_Given request_. Extract each line of the items below that contains the word "woman", and copy each such line in full.

_Source material_.
▼

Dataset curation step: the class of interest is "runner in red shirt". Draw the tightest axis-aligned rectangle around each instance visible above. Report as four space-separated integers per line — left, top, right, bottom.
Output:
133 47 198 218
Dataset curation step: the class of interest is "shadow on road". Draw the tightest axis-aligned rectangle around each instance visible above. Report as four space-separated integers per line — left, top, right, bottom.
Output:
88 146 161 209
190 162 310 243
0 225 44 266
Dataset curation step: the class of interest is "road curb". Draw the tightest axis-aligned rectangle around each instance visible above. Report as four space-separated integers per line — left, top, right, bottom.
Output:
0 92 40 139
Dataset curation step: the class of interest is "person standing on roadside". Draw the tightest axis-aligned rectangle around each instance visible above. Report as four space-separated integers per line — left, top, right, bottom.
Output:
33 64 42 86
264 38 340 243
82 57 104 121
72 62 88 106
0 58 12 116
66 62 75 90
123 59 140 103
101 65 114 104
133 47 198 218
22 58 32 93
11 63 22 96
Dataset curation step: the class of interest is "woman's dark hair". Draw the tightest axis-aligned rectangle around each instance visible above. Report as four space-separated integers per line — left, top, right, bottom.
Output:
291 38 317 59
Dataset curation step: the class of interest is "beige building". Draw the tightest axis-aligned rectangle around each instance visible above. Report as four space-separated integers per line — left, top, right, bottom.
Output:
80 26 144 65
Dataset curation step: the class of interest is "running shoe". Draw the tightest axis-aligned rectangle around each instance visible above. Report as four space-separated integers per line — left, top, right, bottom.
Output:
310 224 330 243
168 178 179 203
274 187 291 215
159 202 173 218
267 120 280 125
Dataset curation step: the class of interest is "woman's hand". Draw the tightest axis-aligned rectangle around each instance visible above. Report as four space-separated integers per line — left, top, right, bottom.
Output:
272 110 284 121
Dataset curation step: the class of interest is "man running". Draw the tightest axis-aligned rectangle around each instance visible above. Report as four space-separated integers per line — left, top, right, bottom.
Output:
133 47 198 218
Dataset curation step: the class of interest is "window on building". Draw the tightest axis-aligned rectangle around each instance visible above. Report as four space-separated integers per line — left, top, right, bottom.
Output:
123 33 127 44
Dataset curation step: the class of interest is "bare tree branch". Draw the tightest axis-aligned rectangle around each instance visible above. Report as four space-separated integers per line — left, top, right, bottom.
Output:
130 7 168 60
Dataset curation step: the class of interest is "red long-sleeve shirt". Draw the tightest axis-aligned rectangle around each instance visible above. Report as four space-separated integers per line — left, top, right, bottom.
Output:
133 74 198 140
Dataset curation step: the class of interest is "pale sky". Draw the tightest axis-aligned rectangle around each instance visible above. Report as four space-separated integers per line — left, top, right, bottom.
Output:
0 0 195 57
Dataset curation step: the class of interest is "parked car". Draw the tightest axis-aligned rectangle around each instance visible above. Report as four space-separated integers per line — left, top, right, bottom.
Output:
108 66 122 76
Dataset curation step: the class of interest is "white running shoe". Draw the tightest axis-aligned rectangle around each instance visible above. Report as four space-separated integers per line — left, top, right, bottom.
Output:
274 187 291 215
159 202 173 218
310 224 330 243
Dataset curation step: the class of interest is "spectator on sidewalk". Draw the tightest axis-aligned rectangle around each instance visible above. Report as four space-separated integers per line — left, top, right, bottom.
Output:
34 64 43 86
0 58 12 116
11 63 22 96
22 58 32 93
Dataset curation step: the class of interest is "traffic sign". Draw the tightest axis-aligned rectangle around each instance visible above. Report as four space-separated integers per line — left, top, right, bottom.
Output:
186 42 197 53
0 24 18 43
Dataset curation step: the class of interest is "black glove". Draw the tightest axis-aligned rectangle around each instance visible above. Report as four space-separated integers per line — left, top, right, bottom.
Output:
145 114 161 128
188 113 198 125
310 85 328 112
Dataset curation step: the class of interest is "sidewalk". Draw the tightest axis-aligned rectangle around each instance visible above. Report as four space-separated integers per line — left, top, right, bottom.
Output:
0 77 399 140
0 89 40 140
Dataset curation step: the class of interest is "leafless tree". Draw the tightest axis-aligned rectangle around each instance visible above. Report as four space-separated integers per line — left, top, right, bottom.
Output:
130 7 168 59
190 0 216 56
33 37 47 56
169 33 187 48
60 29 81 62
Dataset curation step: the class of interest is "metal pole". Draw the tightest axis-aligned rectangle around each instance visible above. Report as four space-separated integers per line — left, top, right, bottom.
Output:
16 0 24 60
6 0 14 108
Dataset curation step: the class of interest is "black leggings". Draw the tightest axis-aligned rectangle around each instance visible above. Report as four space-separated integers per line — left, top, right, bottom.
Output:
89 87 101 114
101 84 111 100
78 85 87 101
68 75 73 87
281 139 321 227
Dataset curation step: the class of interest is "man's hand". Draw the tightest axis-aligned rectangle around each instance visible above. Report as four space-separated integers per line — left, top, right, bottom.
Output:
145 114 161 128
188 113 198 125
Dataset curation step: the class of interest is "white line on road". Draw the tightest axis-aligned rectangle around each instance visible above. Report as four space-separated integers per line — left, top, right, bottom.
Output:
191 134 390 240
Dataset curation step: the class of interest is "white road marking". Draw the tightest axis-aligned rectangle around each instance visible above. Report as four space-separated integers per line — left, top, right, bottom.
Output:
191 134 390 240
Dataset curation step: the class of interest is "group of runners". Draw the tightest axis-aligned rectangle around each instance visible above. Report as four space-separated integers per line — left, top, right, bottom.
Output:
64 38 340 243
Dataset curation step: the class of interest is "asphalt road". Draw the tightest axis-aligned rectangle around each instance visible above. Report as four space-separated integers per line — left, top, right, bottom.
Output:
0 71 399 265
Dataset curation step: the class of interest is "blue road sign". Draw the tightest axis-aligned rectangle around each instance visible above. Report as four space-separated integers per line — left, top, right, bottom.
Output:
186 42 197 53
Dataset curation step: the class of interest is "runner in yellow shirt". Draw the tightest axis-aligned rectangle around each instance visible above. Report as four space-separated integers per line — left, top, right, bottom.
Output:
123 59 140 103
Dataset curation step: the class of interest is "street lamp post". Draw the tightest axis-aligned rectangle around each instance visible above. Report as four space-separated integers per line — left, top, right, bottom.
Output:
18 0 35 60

▲
▼

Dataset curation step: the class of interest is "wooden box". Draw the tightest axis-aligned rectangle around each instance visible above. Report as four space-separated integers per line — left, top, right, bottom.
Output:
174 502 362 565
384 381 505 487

▲

_Reply to the task_.
Dataset curation step: the class of interest is "woman's dark hair". Draw the tightest axis-aligned rectangle around each instance visible above. Report as four space-separated integers per line — left, top, right, bottom.
Dataset curation step: the class of interest is "woman's hand". Draw the tightest axis-aligned rectangle around each instance visible above. Report as four space-separated integers per line — left, top, right, bottom.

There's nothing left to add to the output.